* Dataset entries:

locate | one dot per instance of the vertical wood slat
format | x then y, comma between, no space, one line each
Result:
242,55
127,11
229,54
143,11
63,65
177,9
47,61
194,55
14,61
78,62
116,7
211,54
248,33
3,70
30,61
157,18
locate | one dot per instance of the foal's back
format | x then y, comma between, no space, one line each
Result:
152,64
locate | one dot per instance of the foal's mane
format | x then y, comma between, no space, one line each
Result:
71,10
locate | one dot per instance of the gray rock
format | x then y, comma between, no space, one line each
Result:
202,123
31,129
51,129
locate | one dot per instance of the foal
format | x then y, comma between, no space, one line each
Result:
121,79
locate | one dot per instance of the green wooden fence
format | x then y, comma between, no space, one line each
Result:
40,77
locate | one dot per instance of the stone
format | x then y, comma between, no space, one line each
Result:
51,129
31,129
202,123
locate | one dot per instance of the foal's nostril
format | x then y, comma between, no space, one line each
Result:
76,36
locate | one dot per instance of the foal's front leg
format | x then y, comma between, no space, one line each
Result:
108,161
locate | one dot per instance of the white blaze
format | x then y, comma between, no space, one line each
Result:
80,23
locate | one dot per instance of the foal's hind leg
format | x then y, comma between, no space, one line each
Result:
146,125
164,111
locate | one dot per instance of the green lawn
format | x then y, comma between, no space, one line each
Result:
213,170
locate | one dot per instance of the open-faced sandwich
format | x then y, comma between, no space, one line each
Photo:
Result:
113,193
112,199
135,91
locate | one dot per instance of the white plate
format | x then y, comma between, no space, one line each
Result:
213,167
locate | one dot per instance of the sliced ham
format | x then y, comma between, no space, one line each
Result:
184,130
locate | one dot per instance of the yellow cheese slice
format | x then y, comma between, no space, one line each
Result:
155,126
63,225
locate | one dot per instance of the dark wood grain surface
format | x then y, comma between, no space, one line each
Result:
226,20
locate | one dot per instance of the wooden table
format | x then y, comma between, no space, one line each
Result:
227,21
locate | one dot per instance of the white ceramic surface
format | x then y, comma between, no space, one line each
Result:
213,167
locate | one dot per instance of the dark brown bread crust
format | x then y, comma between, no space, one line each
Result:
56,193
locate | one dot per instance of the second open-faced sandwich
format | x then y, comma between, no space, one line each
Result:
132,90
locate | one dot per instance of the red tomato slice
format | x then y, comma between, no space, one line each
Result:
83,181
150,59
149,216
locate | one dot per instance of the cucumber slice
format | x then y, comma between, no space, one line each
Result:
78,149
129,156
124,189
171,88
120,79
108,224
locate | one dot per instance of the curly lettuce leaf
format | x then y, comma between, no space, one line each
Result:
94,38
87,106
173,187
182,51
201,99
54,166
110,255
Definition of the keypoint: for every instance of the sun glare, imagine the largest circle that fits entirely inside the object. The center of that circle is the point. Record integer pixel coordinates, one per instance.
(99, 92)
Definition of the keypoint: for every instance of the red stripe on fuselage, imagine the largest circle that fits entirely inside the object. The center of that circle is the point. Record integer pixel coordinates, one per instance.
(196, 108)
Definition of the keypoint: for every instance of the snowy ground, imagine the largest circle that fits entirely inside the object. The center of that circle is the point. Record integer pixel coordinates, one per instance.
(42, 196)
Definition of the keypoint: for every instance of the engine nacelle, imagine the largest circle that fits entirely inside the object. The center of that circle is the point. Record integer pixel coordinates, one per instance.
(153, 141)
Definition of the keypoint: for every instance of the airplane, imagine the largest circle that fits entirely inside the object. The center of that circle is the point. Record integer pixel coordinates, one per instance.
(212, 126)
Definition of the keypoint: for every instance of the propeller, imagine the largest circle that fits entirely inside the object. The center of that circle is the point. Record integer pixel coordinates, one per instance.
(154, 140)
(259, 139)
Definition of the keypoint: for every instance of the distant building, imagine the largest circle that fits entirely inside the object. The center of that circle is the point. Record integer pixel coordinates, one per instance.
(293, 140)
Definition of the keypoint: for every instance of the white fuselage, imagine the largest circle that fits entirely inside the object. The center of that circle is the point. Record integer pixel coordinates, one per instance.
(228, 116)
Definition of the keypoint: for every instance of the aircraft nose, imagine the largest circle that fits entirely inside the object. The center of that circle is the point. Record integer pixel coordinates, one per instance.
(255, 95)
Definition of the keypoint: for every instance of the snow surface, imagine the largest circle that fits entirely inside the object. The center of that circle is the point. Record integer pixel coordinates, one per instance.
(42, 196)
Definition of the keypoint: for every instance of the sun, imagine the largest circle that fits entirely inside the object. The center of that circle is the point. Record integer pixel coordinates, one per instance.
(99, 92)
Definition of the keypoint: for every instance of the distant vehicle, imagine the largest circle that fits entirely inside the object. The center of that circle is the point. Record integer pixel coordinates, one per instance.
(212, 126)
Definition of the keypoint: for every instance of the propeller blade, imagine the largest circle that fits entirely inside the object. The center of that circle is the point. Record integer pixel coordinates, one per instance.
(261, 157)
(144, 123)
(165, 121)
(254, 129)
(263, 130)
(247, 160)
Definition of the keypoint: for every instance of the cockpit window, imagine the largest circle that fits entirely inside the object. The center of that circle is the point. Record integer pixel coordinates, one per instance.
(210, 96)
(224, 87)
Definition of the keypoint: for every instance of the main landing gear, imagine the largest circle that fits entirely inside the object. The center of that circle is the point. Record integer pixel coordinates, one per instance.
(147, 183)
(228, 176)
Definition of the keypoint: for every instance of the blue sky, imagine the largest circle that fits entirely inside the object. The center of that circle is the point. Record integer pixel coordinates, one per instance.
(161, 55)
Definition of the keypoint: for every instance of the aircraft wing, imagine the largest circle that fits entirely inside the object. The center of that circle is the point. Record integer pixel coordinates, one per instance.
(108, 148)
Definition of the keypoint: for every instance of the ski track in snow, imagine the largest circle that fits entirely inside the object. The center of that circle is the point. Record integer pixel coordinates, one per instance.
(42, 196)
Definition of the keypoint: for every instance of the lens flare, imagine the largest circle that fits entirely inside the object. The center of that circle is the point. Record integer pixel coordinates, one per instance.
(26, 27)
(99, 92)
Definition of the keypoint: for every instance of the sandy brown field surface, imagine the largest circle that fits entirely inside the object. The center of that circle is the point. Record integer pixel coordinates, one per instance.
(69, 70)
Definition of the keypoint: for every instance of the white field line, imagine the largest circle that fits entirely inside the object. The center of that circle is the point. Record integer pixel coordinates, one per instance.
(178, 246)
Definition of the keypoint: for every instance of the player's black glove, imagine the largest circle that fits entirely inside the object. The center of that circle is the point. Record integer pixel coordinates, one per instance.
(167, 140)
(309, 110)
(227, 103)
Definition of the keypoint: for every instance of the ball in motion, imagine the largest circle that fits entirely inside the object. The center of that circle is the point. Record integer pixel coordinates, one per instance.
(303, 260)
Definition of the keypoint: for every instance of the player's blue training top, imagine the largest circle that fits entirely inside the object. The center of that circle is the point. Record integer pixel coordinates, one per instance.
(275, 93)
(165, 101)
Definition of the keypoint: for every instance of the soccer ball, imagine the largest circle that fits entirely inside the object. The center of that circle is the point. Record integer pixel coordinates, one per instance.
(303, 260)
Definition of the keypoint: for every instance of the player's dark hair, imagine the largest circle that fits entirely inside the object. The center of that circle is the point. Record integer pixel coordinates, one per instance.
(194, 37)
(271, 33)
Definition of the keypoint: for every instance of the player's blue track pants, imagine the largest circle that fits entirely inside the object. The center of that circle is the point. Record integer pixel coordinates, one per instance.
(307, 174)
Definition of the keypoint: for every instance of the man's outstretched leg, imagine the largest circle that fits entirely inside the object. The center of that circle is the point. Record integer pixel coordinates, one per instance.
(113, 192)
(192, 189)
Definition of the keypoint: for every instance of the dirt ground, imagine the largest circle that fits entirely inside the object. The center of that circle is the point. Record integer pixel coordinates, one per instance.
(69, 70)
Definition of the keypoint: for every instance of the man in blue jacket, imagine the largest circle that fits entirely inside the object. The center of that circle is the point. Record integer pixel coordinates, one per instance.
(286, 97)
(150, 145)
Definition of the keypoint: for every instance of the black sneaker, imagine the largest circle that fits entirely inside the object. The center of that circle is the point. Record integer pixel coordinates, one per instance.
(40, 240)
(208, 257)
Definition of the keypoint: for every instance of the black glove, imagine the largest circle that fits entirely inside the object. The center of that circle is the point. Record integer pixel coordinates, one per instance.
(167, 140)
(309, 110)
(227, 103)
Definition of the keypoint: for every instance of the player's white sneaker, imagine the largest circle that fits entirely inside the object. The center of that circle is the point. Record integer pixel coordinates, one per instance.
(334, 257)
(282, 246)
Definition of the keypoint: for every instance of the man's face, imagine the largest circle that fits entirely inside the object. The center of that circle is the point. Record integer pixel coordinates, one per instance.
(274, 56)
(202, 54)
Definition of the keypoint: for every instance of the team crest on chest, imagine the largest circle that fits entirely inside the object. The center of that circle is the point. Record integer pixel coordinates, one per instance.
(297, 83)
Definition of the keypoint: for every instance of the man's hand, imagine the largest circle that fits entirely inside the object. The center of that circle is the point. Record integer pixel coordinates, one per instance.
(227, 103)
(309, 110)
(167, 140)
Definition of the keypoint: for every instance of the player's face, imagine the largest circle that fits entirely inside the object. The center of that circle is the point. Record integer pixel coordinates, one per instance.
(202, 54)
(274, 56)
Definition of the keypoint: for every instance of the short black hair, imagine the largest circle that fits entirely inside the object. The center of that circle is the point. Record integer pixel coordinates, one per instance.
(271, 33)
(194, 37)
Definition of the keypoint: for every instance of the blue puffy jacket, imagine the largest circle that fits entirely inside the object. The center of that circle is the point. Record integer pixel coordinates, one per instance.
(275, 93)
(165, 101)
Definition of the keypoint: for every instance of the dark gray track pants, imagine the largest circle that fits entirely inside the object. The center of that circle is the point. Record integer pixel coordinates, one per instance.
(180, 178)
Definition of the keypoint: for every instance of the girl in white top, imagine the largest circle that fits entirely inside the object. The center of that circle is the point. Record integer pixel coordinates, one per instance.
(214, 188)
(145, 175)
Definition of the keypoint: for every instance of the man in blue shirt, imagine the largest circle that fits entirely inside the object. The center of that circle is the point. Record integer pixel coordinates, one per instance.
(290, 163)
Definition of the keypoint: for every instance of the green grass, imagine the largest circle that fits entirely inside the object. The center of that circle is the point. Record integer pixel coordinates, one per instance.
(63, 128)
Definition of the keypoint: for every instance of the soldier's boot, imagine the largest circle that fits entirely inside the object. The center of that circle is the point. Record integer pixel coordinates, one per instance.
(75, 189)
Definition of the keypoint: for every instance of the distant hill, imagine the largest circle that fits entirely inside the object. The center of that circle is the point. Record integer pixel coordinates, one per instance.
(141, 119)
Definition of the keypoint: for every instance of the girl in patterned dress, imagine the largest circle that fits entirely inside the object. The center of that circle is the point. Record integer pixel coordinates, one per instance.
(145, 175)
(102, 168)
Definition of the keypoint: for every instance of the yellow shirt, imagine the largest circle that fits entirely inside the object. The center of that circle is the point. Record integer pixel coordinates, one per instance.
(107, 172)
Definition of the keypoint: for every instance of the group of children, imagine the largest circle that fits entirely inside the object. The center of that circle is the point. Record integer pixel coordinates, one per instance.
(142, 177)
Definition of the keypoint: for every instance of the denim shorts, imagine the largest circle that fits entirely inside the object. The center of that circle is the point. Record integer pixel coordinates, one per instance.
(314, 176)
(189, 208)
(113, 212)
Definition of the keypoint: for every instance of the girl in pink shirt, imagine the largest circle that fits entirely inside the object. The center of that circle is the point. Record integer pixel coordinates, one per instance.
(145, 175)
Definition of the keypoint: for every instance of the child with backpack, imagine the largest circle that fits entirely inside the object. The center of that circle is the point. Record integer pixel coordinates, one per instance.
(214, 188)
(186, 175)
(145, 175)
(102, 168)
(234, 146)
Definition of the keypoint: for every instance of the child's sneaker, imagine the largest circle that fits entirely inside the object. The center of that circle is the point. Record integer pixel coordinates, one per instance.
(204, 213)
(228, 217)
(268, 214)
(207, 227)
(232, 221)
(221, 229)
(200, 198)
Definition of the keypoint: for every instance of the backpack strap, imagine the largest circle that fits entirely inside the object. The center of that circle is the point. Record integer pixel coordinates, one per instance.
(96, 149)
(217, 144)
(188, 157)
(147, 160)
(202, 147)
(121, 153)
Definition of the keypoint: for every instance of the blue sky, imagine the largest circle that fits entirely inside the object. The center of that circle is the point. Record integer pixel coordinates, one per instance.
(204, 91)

* DIRECTIONS FOR THIS TASK:
Your response should be each line that includes the word "foal", copied from the records.

* RESPONSE:
locate | one dot per instance of the foal's back
locate | one dot per instance of the foal's mane
locate | one dot per instance of the foal
locate | one dot per instance of the foal's nostril
locate | one dot per instance of the foal's front leg
locate | one dot per instance of the foal's hind leg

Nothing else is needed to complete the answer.